• _WRITTEN EXERCISE 1_:
Decide whether each statement agrees with the passage on recess appointments. Answer yes or no for each, quoting the words of the passage that settle it.
(a) The Senate Committee on the Judiciary objected to Theodore Roosevelt's recess appointments in 1905.
(b) Justice Breyer's majority opinion definitively resolved whether appointments during an instantaneous recess are valid.
(c) Political opposition in the Senate counts as an unusual circumstance that could justify appointments during a shorter break.
• _WRITTEN EXERCISE 2_: According to the passage on recess appointments, at what time on December 7, 1903, did the Senate President pro tempore declare the extraordinary session adjourned?

• _EXCERPTED PASSAGE_:
======

In 1903, "President Roosevelt made over 160 recess appointments during the instantaneous inter-session interval."
On January 3, 2021, the 116th Congress will come to a close, and moments later, the 117th Congress will begin. There will be, for a fleeting instance, an inter-session recess. During this period, in theory at least, President Trump could make recess appointments. And those appointments would last until the the next session concludes in January 2022. Would such appointments be constitutional?
Noel Canning recounts that in 1903, President Theodore Roosevelt made 160 recess appointments between the end of one Senate session and the beginning of another Senate session:
Most notably, in 1905 the Senate Committee on the Judiciary objected strongly to President Theodore Roosevelt's use of the Clause to make more than 160 recess appointments during a "fictitious" inter-session recess. S.Rep. No. 4389, 58th Cong., 3d Sess., p. 2 (hereinafter 1905 Senate Report). At noon on December 7, 1903, the Senate President pro tempore had "declare[d]" a formal, "extraordinary session" of the Senate "adjourned without day," and the next formal Senate session began immediately afterwards. 37 Cong. Rec. 544 (1903). President Roosevelt made over 160 recess appointments during the instantaneous inter-session interval.
The Senate Judiciary Committee issued a reporting, finding that this instantaneous break was not a "recess of the Senate" for purposes of the Recess Appointments Clause. The report defined "recess" as:
"the period of time when the Senate is not sitting in regular or extraordinary session as a branch of the Congress …; when its members owe no duty of attendance; when its Chamber is empty; when, because of its absence, it can not receive communications from the President or participate as a body in making appointments."
Were these appointments valid? Later, Justice Breyer's majority opinion flagged TR's appointments:
There are a few historical examples of recess appointments made during inter-session recesses shorter than 10 days. We have already discussed President Theodore Roosevelt's appointments during the instantaneous, "fictitious" recess.
Alas, Justice Breyer did not definitively resolve this issue.
There may be others of which we are unaware. But when considered against 200 years of settled practice, we regard these few scattered examples as anomalies. We therefore conclude, in light of historical practice, that a recess of more than 3 days but less than 10 days is presumptively too short to fall within the Clause. We add the word "presumptively" to leave open the possibility that some very unusual circumstance — a national catastrophe, for instance, that renders the Senate unavailable but calls for an urgent response — could demand the exercise of the recess-appointment power during a shorter break. (It should go without saying — except that Justice SCALIA compels us to say it — that political opposition in the Senate would not qualify as an unusual circumstance.)
Again, the Court's opinion does not distinguish between inter-session recesses and intra-session recesses. The three-to-ten day standard would seem to apply to both types of recesses. An instantaneous inter-session appointment would be "presumptively" unconstitutional.
In his concurrence (really a dissent), Justice Scalia uses the TR example for a different purpose: to show that at the turn of the 20th century, even the most aggressive President did not try to make an intra-session recess appointment. Rather, TR tried to squeeze the recess appointments into the fleeting inter-session recess.

======

• _PROVIDED DATA_:
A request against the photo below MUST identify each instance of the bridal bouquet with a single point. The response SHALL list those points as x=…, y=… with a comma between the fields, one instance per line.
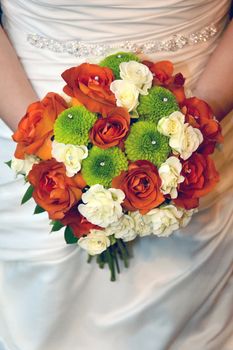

======

• _TASK OUTPUT 1_:
(a) Yes: "in 1905 the Senate Committee on the Judiciary objected strongly to President Theodore Roosevelt's use of the Clause"
(b) No: "Alas, Justice Breyer did not definitively resolve this issue."
(c) No: "political opposition in the Senate would not qualify as an unusual circumstance."

• _TASK OUTPUT 2_: At noon.